**Exercise aim**
Would you set down every entry shown below, precisely as written?

Stored items:
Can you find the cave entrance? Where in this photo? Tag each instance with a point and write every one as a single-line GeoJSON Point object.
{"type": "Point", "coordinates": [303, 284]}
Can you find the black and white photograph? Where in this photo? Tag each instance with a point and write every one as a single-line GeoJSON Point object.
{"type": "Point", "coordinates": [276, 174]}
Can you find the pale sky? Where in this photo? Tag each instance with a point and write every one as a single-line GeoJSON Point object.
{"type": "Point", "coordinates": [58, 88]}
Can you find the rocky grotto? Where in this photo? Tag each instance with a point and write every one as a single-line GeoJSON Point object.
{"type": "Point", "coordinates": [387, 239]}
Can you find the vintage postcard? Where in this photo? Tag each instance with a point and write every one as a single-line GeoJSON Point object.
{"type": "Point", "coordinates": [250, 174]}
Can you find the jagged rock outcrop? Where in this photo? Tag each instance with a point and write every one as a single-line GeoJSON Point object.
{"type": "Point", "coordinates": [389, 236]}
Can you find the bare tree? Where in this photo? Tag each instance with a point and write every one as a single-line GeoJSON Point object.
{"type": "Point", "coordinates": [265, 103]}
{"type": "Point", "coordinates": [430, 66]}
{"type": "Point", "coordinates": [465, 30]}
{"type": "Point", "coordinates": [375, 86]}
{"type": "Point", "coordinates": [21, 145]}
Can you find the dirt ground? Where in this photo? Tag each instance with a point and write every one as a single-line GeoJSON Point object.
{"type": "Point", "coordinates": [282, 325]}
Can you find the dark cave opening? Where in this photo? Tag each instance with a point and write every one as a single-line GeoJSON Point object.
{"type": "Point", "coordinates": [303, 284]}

**Worked solution**
Can you find the cave entrance? Where in this photo? Tag each instance with a point and write every one as a single-line GeoJSON Point object.
{"type": "Point", "coordinates": [303, 284]}
Can you find the black and white photograph? Where in this photo? Tag each instance with a point and write every one as a single-line GeoJSON Point object.
{"type": "Point", "coordinates": [276, 174]}
Can you find the pale sky? Where in this photo? Tag each instance with a point and write every one as a single-line GeoJSON Point object.
{"type": "Point", "coordinates": [58, 88]}
Can you find the rocky grotto? Where in this photo? Tag each instance with a point and write every one as a single-line GeoJSON Point object.
{"type": "Point", "coordinates": [387, 239]}
Can you find the vintage postcard? Where in this photo? Tag each instance with a point and write every one as a single-line GeoJSON Point object.
{"type": "Point", "coordinates": [250, 174]}
Can you find the jagged rock outcrop? Where in this photo? Tag each instance with a point and write every one as a single-line GeoJSON Point object.
{"type": "Point", "coordinates": [389, 236]}
Can you find the bare tree? Where in this photo? Tag each instance with a point and write every one as a single-line GeoJSON Point object.
{"type": "Point", "coordinates": [265, 103]}
{"type": "Point", "coordinates": [430, 66]}
{"type": "Point", "coordinates": [465, 30]}
{"type": "Point", "coordinates": [375, 86]}
{"type": "Point", "coordinates": [21, 145]}
Can you find the dirt ground? Where in this photo? Tag each instance with a point and write every one as a single-line GeoJSON Point object.
{"type": "Point", "coordinates": [282, 325]}
Can you find the dark cave opening? Where in this photo? Tag each instance with a point and write every one as a single-line GeoJSON Point object.
{"type": "Point", "coordinates": [303, 284]}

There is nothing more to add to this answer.